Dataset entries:
┌──
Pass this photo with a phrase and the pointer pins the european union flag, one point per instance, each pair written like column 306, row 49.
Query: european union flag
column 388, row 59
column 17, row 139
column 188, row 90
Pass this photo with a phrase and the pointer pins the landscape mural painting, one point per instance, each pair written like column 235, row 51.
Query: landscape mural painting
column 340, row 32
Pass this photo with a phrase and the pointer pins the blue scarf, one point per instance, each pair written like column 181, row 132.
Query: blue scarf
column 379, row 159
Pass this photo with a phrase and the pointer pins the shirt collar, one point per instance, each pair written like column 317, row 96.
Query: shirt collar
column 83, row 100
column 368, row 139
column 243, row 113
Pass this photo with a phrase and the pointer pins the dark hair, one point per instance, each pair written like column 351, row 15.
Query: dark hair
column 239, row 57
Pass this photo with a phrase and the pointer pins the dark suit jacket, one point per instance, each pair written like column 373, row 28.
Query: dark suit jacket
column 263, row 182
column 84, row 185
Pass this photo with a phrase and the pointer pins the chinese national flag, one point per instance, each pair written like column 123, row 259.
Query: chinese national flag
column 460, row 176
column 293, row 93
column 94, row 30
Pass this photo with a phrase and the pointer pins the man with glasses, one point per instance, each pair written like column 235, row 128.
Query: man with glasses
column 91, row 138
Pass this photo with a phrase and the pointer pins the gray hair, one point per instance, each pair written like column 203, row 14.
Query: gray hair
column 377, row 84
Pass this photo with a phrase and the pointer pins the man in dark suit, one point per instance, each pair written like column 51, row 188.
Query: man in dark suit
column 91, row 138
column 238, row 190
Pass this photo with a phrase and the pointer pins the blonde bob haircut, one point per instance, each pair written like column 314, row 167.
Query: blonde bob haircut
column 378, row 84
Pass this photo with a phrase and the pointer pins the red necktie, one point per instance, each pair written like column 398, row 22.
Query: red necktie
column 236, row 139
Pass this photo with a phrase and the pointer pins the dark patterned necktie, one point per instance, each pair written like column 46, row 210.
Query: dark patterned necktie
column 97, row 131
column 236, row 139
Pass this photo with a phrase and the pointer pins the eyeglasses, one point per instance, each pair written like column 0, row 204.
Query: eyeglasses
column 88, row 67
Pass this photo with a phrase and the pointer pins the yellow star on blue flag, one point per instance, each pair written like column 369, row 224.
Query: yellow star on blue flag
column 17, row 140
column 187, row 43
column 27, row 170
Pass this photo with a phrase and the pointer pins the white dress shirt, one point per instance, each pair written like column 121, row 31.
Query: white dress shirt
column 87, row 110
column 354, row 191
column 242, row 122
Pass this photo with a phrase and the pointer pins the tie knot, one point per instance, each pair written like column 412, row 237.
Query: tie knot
└──
_TASK TO COMPLETE_
Word for word, quote all of the data above.

_ANSWER FOR THE TASK_
Pass this photo with a phrase and the pointer pins the european union flag, one point per instance, each pair written like column 306, row 49.
Query: european union flag
column 388, row 59
column 17, row 139
column 188, row 90
Pass this photo with a phrase and the pointer pins the landscape mural painting, one point per instance, each pair written like column 235, row 51.
Query: landscape mural painting
column 340, row 32
Pass this photo with a phrase and the pointer pins the blue scarf, one point per instance, each pair written like column 181, row 132.
Query: blue scarf
column 379, row 159
Pass this photo with a phrase and the pointer pins the shirt collar, one point per instance, each pair written like column 317, row 96.
Query: shirt collar
column 83, row 100
column 368, row 139
column 243, row 113
Pass this photo with a phrase and the pointer pins the dark hair, one point per instance, each pair written like column 351, row 15.
Query: dark hair
column 239, row 57
Pass this photo with a phrase and the pointer pins the dark suit jacket, one point per instance, each pair written like column 373, row 28.
Query: dark suit jacket
column 263, row 182
column 84, row 185
Pass this photo with a phrase and the pointer pins the chinese national flag, one point per instance, each pair written like column 123, row 259.
Query: chinese national flag
column 460, row 176
column 293, row 93
column 94, row 30
Pass this photo with a phrase and the pointer pins the man with glasses, one point per instance, each pair written like column 235, row 128.
Query: man with glasses
column 91, row 138
Pass this photo with a phrase and the pointer pins the gray hair, one point per instance, each pair written like column 203, row 14.
Query: gray hair
column 377, row 84
Pass this photo with a phrase and the pointer pins the man in dark suit, one point per instance, each pair written like column 51, row 188.
Query: man in dark suit
column 91, row 138
column 238, row 190
Pass this photo with a phrase and the pointer pins the blonde bob haircut, one point per instance, each pair written like column 314, row 167.
Query: blonde bob haircut
column 378, row 84
Pass this photo with a phrase and the pointer pins the red necktie, one point per instance, each pair written like column 398, row 22.
Query: red necktie
column 236, row 139
Pass this photo with a phrase and the pointer pins the dark patterned necktie, one point per instance, each pair written like column 46, row 210.
Query: dark patterned necktie
column 97, row 131
column 236, row 139
Pass this photo with a phrase and the pointer pins the eyeglasses, one point per instance, each pair written like column 0, row 204.
Query: eyeglasses
column 88, row 67
Pass this photo with a phrase and the pointer pins the yellow star on blue flag, one point per instance, each pair written like column 369, row 224.
Query: yellow star on blue flag
column 17, row 140
column 187, row 43
column 27, row 170
Pass this photo with a phrase and the pointer pins the white dress shirt, one point per instance, each pair written like column 121, row 31.
Query: white dress shirt
column 87, row 110
column 354, row 191
column 242, row 122
Pass this photo with a phrase and the pointer pins the tie knot, one point per instance, each pair written like column 412, row 237.
Query: tie knot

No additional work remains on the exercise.